The input below:

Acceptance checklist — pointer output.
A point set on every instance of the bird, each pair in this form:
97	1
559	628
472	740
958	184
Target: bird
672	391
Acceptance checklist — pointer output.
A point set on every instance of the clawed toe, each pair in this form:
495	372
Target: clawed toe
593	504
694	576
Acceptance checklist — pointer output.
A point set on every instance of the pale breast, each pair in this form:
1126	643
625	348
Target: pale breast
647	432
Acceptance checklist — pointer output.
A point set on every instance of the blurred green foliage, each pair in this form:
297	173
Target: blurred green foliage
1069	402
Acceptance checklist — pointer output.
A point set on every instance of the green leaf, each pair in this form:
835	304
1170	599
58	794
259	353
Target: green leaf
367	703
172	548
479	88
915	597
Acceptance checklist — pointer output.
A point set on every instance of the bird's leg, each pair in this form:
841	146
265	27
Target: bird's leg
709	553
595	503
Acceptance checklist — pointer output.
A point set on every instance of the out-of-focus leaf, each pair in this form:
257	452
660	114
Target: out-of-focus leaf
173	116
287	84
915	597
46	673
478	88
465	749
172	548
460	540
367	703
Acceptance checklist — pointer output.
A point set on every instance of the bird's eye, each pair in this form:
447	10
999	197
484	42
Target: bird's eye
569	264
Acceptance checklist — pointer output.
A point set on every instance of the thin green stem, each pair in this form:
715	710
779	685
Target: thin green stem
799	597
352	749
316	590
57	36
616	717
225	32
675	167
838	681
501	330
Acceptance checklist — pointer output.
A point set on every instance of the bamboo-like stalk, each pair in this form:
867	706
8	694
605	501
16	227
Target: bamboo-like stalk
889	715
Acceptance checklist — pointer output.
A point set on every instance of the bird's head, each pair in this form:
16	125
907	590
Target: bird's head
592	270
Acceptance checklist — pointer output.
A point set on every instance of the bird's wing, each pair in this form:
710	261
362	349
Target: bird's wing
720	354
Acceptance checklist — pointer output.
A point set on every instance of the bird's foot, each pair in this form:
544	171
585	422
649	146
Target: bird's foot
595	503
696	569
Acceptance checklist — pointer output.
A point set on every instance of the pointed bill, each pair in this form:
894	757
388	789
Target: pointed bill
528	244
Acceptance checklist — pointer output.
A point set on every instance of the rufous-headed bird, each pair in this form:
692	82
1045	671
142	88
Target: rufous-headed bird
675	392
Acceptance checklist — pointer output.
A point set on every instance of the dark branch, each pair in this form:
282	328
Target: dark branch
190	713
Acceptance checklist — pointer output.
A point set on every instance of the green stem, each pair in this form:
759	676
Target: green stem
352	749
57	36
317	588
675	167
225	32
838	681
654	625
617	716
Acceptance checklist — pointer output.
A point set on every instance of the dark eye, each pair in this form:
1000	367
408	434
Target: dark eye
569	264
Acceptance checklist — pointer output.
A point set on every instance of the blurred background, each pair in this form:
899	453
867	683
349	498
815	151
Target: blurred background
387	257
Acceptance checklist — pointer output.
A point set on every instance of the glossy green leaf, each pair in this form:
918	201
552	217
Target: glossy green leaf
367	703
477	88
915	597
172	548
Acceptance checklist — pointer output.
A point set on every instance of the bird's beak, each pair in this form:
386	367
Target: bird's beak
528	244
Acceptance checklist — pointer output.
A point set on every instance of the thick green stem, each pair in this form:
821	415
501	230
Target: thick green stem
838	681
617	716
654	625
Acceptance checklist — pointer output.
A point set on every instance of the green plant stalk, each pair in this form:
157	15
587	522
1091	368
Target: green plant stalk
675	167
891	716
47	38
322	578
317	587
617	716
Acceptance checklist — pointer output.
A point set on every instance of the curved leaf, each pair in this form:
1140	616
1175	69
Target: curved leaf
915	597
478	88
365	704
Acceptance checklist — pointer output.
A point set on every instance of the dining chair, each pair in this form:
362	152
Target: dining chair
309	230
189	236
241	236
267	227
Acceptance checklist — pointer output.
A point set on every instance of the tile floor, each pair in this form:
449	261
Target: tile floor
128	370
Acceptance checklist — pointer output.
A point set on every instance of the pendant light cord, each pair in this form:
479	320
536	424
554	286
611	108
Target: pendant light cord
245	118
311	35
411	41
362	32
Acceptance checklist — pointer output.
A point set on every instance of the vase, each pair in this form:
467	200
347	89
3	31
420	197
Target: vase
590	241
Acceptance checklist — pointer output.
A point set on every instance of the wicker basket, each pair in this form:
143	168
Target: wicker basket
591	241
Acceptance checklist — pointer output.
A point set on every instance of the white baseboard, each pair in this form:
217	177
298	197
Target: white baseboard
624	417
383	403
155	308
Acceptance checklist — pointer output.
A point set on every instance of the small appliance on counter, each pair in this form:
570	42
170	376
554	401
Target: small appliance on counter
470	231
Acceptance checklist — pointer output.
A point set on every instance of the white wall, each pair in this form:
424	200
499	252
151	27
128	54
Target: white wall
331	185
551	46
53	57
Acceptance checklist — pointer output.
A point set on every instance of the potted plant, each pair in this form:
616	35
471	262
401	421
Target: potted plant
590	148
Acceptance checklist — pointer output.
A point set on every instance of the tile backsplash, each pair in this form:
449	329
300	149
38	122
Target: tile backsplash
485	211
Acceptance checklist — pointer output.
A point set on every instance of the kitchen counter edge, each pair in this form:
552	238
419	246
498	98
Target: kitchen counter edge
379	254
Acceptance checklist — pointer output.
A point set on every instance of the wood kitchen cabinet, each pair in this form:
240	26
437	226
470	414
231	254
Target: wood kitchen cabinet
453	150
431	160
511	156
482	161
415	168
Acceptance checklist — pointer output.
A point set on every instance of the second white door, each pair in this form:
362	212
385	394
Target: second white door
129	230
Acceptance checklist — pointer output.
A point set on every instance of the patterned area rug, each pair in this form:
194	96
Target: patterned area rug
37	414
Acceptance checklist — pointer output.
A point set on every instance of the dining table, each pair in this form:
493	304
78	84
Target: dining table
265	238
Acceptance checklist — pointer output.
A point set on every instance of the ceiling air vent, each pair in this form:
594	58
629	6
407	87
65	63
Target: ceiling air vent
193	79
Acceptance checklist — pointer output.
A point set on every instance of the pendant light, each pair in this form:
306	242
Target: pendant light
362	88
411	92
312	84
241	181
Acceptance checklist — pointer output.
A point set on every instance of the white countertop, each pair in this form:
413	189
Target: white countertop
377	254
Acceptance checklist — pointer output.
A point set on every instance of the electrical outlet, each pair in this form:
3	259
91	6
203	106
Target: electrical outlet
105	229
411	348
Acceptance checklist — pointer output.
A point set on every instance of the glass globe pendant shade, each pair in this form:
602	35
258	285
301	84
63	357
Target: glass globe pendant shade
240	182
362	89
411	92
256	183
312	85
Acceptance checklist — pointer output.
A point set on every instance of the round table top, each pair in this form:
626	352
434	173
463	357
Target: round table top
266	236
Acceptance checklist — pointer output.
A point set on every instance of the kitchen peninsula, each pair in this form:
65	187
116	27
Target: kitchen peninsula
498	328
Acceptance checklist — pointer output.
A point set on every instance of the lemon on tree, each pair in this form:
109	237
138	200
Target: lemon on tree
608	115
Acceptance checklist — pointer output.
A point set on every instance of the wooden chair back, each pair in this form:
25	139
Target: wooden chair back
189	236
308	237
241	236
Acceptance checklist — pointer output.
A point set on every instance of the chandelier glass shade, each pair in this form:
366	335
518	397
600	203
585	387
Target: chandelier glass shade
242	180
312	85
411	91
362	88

End of The input.

Problem requirements> Beginning with the line that has "A point set on every instance of the lemon", set down each line through the last one above, exactly, and nothing else.

Solution for this problem>
A point set on every instance of the lemon on tree, each pair in this form:
109	237
138	200
Target: lemon on tree
608	115
Acceptance checklist — pointer output.
A point set on every instance of the wooden chair back, each pair in this form:
25	139
Target: wooden chair back
189	236
308	237
241	236
Acceptance checklist — pointer output.
A point set on every instance of the chandelier glass shade, each pair in this form:
366	335
518	397
600	203
585	387
Target: chandelier glass shade
242	180
312	85
411	91
362	88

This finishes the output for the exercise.